**Region labeling records**

+--

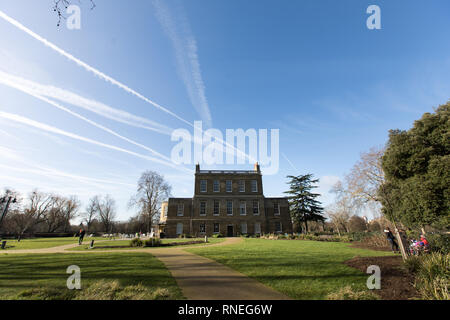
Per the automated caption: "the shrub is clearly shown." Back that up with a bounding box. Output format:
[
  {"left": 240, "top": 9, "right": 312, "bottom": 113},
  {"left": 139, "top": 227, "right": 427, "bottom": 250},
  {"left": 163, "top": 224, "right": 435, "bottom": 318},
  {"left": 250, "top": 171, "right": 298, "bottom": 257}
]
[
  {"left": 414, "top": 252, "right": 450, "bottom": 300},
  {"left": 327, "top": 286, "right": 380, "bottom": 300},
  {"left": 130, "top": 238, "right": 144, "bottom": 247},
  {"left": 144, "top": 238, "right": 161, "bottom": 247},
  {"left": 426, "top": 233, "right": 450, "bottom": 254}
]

+--

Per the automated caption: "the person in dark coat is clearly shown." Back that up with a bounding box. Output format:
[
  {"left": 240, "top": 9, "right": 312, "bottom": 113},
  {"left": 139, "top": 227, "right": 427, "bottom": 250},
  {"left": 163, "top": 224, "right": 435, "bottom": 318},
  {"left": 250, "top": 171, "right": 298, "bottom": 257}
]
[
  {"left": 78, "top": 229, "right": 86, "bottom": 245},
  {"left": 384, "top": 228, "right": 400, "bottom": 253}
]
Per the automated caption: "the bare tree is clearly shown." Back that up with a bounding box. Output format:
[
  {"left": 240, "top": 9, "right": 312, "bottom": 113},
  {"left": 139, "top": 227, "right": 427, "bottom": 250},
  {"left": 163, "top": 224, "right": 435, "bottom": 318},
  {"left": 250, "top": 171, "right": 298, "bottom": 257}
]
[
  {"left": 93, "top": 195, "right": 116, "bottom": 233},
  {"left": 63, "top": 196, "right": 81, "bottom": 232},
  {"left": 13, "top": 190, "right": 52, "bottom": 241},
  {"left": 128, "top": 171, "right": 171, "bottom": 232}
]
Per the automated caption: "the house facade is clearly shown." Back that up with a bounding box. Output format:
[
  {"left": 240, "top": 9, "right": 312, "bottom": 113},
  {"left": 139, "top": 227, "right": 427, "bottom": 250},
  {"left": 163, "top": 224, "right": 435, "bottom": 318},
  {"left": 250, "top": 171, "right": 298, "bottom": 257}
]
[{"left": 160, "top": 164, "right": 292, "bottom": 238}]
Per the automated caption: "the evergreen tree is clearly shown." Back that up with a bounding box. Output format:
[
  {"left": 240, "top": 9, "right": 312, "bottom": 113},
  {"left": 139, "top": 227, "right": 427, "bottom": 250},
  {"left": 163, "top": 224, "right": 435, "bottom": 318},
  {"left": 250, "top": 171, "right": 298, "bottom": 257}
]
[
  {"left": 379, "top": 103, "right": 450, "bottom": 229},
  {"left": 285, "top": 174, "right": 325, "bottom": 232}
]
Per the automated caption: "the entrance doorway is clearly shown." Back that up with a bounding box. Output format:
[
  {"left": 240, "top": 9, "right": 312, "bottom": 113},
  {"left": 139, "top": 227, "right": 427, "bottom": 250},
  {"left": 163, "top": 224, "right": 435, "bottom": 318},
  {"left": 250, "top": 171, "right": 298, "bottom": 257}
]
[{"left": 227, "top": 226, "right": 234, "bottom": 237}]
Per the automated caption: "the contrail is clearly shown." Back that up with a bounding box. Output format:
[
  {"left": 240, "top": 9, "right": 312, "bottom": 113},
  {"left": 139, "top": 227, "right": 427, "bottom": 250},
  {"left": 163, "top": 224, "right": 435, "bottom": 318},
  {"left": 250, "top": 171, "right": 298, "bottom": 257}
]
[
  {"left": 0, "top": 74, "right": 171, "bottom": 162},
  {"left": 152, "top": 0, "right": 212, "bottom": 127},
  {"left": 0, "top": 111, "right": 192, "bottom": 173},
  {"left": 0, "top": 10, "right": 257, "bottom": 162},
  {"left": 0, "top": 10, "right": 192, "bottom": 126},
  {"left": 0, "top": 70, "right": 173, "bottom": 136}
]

+--

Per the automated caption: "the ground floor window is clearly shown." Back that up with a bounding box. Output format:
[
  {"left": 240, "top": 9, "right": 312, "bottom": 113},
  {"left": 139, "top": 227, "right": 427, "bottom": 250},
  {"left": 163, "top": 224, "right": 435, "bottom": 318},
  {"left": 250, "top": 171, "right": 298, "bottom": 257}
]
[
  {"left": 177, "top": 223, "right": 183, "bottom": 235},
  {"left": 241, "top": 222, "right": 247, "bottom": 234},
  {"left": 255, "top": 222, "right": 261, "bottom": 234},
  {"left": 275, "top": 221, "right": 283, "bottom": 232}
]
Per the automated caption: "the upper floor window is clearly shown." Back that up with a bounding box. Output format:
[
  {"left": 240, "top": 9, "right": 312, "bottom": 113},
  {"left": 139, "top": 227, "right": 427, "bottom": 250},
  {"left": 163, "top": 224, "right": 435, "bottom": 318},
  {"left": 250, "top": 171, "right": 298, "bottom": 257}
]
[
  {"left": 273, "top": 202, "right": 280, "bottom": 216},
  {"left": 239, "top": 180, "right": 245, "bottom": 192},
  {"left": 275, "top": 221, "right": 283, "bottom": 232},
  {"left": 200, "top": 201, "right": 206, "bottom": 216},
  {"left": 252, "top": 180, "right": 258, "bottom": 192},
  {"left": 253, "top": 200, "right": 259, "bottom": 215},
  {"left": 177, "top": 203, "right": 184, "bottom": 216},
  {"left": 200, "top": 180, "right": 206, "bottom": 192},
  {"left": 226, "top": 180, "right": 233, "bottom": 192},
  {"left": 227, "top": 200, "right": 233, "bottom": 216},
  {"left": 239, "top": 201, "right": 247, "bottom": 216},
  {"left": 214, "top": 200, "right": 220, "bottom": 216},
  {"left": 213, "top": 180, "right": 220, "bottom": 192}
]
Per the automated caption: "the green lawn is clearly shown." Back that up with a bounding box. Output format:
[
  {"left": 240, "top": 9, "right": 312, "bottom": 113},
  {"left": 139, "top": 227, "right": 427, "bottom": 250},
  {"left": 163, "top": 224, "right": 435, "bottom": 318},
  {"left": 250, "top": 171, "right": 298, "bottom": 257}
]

+--

Please gather every line in the rows above that contains the string "window", treating uppercase and lowercase as different.

Per the automated caption: "the ground floor window is clearly shown." Back that up with a bounding box. Output format:
Per the automated caption: "the upper floor window is clearly shown." Back that up with a bounding box. Output format:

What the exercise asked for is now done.